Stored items

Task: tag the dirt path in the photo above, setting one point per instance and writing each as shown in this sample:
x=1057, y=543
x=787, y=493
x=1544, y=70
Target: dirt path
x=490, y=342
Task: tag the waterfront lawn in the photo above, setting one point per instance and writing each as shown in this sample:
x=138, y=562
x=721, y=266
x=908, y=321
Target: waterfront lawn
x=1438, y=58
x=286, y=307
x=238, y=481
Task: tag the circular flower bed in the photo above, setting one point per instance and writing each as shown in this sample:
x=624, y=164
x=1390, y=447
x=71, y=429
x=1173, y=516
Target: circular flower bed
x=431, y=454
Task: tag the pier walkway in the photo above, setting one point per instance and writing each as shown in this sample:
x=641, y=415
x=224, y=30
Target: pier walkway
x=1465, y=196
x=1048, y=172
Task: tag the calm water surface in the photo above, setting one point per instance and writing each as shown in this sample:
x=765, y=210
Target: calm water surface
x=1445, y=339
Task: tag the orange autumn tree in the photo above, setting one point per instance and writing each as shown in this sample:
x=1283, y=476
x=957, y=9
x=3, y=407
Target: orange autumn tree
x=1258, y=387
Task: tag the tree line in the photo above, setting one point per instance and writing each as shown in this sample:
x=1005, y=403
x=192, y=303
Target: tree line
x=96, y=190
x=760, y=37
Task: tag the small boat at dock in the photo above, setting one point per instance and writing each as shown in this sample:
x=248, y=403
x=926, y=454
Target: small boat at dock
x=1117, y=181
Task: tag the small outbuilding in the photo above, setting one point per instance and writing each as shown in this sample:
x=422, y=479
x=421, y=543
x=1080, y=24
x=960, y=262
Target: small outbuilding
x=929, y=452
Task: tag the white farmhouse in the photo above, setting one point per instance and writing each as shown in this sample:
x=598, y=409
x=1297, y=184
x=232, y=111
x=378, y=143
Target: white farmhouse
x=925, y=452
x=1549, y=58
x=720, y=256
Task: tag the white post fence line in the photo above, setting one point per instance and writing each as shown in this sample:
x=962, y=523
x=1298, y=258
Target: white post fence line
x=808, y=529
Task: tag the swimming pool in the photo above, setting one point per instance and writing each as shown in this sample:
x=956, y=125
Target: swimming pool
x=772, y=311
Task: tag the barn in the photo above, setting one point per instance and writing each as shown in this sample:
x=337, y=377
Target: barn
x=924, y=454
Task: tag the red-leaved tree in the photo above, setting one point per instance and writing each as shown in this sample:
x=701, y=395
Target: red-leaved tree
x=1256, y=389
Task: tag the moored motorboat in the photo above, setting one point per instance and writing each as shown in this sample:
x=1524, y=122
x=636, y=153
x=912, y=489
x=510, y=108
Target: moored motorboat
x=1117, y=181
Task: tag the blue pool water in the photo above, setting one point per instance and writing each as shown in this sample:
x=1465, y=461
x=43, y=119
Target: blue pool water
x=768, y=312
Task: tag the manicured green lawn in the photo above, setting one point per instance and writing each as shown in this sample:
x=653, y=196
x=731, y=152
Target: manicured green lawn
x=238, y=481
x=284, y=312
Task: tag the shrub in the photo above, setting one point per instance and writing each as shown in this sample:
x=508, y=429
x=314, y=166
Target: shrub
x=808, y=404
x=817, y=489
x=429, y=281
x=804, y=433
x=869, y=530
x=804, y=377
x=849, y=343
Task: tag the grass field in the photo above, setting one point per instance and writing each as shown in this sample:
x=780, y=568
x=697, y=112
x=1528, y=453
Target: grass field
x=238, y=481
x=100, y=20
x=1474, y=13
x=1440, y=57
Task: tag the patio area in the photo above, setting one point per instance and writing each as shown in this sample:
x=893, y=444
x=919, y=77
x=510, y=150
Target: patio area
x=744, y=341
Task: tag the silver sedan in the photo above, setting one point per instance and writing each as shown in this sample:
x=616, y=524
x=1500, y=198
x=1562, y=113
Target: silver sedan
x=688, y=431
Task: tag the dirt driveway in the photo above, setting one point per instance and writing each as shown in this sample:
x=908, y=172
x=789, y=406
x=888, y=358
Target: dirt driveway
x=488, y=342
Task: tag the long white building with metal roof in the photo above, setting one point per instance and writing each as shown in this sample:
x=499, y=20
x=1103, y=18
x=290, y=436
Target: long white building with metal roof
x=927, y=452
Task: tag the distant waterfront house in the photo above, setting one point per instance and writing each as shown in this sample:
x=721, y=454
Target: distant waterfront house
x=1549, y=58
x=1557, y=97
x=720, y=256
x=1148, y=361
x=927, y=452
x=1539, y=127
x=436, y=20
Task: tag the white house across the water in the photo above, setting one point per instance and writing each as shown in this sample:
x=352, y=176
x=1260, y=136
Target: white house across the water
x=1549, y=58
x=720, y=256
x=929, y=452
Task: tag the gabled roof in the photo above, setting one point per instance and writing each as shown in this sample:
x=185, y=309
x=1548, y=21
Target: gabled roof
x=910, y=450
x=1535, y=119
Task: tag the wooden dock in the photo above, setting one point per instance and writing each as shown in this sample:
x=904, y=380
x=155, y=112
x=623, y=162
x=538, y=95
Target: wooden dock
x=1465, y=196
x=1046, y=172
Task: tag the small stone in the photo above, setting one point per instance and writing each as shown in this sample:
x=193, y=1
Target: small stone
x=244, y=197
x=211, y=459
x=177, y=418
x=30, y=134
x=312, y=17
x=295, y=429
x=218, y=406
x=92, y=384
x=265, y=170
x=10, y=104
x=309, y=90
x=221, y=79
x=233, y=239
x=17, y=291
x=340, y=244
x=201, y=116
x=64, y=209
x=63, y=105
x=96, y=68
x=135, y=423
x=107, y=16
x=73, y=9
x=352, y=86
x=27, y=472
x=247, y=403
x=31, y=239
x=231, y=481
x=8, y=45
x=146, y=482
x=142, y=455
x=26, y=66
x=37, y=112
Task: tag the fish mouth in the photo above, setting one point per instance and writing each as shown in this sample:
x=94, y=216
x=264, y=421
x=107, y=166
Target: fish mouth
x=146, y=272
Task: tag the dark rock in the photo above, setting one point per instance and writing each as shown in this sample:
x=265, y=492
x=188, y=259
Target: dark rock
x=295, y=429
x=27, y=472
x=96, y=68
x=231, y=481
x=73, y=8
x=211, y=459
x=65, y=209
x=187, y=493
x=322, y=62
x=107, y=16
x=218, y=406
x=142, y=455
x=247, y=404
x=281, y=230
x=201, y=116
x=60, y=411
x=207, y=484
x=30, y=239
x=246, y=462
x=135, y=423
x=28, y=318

== Exercise objective ==
Output the lines above verbatim and in full.

== Task solution ==
Task: tag the dirt path in the photo above, setting one point per instance and writing each as shown in this sample:
x=1057, y=543
x=787, y=493
x=1544, y=70
Target: dirt path
x=490, y=342
Task: tag the waterfront lawn in the photo above, setting one point per instance and writing each as shown in this sample:
x=138, y=562
x=721, y=266
x=908, y=321
Target: waterfront lawn
x=1438, y=58
x=286, y=307
x=238, y=481
Task: tag the circular flower bed in the photo above, setting one point per instance and writing each as shown in this sample:
x=624, y=164
x=1390, y=447
x=71, y=429
x=1173, y=516
Target: circular flower bed
x=431, y=454
Task: tag the pier walkway in the photo above, setting one point per instance and writing each as shown in this sample:
x=641, y=415
x=224, y=30
Target: pier walkway
x=1465, y=196
x=1048, y=172
Task: tag the calm water surface in the photo above, setting one point per instance and writing each as shown in this sample:
x=765, y=210
Target: calm water surface
x=1445, y=339
Task: tag the orange autumn tree in the photo above, setting one point per instance and writing each as shown in this sample:
x=1283, y=476
x=957, y=9
x=3, y=407
Target: orange autumn tree
x=1258, y=387
Task: tag the tree line in the photo above, setting one point per instance and writing each as shown in this sample:
x=1005, y=403
x=192, y=303
Target: tree line
x=96, y=190
x=760, y=37
Task: tag the small boat at dock in the photo above, setting one point per instance and writing each as shown in this sample:
x=248, y=403
x=926, y=454
Target: small boat at dock
x=1117, y=181
Task: tag the small outbuilding in the photo above, setting one point per instance and writing each as shown in this sample:
x=422, y=479
x=421, y=543
x=1080, y=24
x=960, y=262
Target: small outbuilding
x=929, y=452
Task: tag the white farmhouse in the photo above, setting one point per instance and writing each as shown in this sample:
x=598, y=409
x=1297, y=184
x=232, y=111
x=378, y=143
Target: white farmhouse
x=925, y=452
x=1549, y=58
x=720, y=256
Task: tag the white post fence line in the photo above, setting one point per instance and writing each as shown in this sample:
x=962, y=523
x=1298, y=258
Target: white post fence line
x=808, y=529
Task: tag the swimming pool in the photo above, setting one point per instance and writing each as shown in this sample:
x=956, y=125
Target: swimming pool
x=772, y=311
Task: tag the barn in the photo above, setting one point per instance and writing each as shown in this sample:
x=337, y=377
Target: barn
x=924, y=454
Task: tag the red-leaved tree in the photo above, setting one point per instance and writing each as shown in this sample:
x=701, y=395
Target: red-leaved tree
x=1256, y=389
Task: tag the moored motorboat in the photo above, setting one point per instance and writing each as shown in this sample:
x=1524, y=122
x=636, y=153
x=912, y=489
x=510, y=108
Target: moored motorboat
x=1117, y=181
Task: tag the blue pool water in the photo above, setting one point per instance and writing each as shown in this sample:
x=1465, y=461
x=43, y=119
Target: blue pool water
x=768, y=312
Task: tag the manicured green lawn in the photo above, setting one point per instance and writing each as shown in this sample:
x=653, y=196
x=731, y=152
Target: manicured green lawn
x=238, y=481
x=284, y=312
Task: tag the shrub in the photo above, setting one point per instance and writing each as shown in this sample:
x=508, y=429
x=314, y=166
Target: shrub
x=808, y=404
x=817, y=489
x=429, y=281
x=804, y=433
x=869, y=530
x=804, y=377
x=849, y=343
Task: tag the grass field in the photo above, setting one point per instance and writing each as shown in this sample:
x=780, y=568
x=697, y=112
x=1528, y=453
Target: grass field
x=238, y=481
x=100, y=20
x=1474, y=13
x=1440, y=57
Task: tag the patio area in the photo above, setting one point per instance and writing each as shown in this sample:
x=893, y=444
x=919, y=77
x=510, y=150
Target: patio area
x=744, y=341
Task: tag the silver sedan in the photo above, setting one point per instance and writing each as shown in this sample:
x=616, y=524
x=1500, y=198
x=1562, y=113
Target: silver sedan
x=688, y=431
Task: tag the dirt driveway in the photo above, setting one point per instance and writing each as shown in this sample:
x=908, y=172
x=789, y=406
x=888, y=358
Target: dirt driveway
x=488, y=342
Task: tag the long white building with metal roof in the photo above, setting one point per instance and writing each as shown in this sample:
x=499, y=20
x=1103, y=18
x=290, y=436
Target: long white building with metal roof
x=927, y=452
Task: tag the distant waterfront house in the photo above, setting one point per instance and writing each as shown in this sample:
x=721, y=454
Target: distant waterfront house
x=1549, y=58
x=1557, y=97
x=720, y=256
x=1148, y=361
x=927, y=452
x=1539, y=127
x=436, y=20
Task: tag the white house across the water in the photo above, setting one point per instance and writing each as shown in this sample:
x=352, y=176
x=1260, y=136
Target: white house across the water
x=1549, y=58
x=720, y=256
x=929, y=452
Task: tag the gabled roof in the photo above, setting one point per instance and writing each as shown in this sample:
x=185, y=309
x=1548, y=21
Target: gabled roof
x=910, y=450
x=1535, y=119
Task: tag the wooden dock in the photo above, setting one point per instance and writing each as shown in this sample:
x=904, y=380
x=155, y=112
x=623, y=162
x=538, y=95
Target: wooden dock
x=1465, y=196
x=1046, y=172
Task: tag the small stone in the photo above, setting one point per instance and writing each as shown in this sample:
x=193, y=1
Target: small stone
x=244, y=197
x=211, y=459
x=177, y=418
x=30, y=134
x=312, y=17
x=295, y=429
x=218, y=406
x=92, y=384
x=265, y=170
x=10, y=104
x=309, y=90
x=221, y=79
x=233, y=239
x=17, y=291
x=340, y=244
x=201, y=116
x=64, y=209
x=63, y=105
x=96, y=68
x=135, y=423
x=107, y=16
x=73, y=9
x=352, y=86
x=27, y=472
x=247, y=403
x=31, y=239
x=231, y=481
x=8, y=45
x=146, y=482
x=142, y=455
x=26, y=66
x=37, y=112
Task: tag the fish mouth in the photo above, setting one point per instance and writing each as shown in this sample:
x=94, y=216
x=264, y=421
x=107, y=166
Target: fish mouth
x=146, y=272
Task: tag the dark rock in the photo above, setting one point per instance and writing each as shown in this sample:
x=265, y=492
x=188, y=259
Target: dark rock
x=295, y=429
x=27, y=472
x=96, y=68
x=231, y=481
x=73, y=8
x=211, y=459
x=65, y=209
x=187, y=493
x=322, y=62
x=107, y=16
x=218, y=406
x=142, y=455
x=247, y=404
x=281, y=230
x=201, y=116
x=60, y=411
x=207, y=484
x=30, y=239
x=246, y=462
x=135, y=423
x=28, y=318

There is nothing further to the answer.